Could you please repeat the data below word for word?

#### Collected data:
________________________

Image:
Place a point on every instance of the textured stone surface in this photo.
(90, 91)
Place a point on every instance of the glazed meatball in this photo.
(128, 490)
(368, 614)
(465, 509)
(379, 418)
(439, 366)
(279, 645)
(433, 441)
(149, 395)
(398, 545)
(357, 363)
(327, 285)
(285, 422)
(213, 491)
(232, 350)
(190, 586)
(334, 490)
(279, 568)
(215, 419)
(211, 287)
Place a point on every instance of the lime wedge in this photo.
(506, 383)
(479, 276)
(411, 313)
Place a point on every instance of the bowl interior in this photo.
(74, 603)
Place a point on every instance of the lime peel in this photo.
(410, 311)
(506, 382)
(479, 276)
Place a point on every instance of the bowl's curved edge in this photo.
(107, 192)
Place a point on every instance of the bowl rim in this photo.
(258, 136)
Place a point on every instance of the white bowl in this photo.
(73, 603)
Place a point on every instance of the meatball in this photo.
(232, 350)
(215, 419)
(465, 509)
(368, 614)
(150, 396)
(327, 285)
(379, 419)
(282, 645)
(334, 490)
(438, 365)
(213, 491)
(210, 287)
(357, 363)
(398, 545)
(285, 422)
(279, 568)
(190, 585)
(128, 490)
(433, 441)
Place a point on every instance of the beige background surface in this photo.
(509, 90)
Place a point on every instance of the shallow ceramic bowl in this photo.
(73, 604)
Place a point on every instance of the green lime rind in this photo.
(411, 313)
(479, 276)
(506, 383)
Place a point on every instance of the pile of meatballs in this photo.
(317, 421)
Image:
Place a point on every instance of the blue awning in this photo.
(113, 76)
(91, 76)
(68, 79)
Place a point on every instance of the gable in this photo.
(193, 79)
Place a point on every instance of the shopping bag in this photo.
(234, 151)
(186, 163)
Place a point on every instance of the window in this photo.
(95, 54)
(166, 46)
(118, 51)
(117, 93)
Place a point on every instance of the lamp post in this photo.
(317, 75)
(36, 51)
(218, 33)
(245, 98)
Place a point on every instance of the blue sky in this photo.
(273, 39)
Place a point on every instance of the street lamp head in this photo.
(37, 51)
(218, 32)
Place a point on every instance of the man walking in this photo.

________________________

#### YOUR SOLUTION:
Image:
Place a point on every instance of the textured stone surface in this photo.
(90, 91)
Place a point on every instance of the glazed meatball in this photo.
(128, 490)
(368, 614)
(465, 509)
(379, 418)
(439, 366)
(279, 645)
(433, 441)
(149, 395)
(398, 545)
(357, 363)
(327, 285)
(285, 422)
(213, 491)
(232, 350)
(190, 586)
(334, 490)
(279, 568)
(215, 419)
(211, 287)
Place a point on every instance of the lime wedge in this photo.
(506, 383)
(479, 276)
(411, 313)
Place a point on every instance of the bowl interior in this photo.
(74, 603)
Place a point on every instance of the lime peel in this photo.
(410, 311)
(506, 382)
(479, 276)
Place a point on every instance of the bowl's curved edge in this photo.
(107, 192)
Place a point on every instance of the bowl rim in this photo.
(258, 136)
Place a point on every instance of the white bowl in this photo.
(73, 603)
Place a point on every instance of the meatball in this photo.
(232, 350)
(215, 419)
(465, 509)
(368, 614)
(150, 396)
(327, 285)
(379, 419)
(282, 645)
(334, 490)
(438, 365)
(213, 491)
(210, 287)
(357, 363)
(398, 545)
(285, 422)
(279, 568)
(190, 585)
(128, 490)
(433, 441)
Place a point on every instance of the beige background surface in this photo.
(509, 90)
Place a point on every instance of the shallow ceramic bowl in this photo.
(73, 604)
Place a point on every instance of the green lime rind in this photo.
(411, 313)
(479, 276)
(506, 383)
Place a point on every instance of the pile of meatballs in this photo.
(317, 421)
Image:
Place a point on every instance of the blue awning in this photo.
(113, 76)
(91, 76)
(68, 79)
Place a point on every instance of the gable in this photo.
(193, 79)
Place a point on every instance of the shopping bag in this photo.
(234, 151)
(186, 163)
Place a point on every instance of the window in this photo.
(95, 54)
(166, 46)
(118, 51)
(117, 93)
Place a point on every instance of the lamp post in this photo.
(317, 75)
(36, 51)
(218, 33)
(245, 98)
Place a point on every instance of the blue sky in this photo.
(273, 39)
Place a point on every instance of the street lamp head in this photo.
(37, 51)
(218, 32)
Place a point on every instance of the man walking in this photo.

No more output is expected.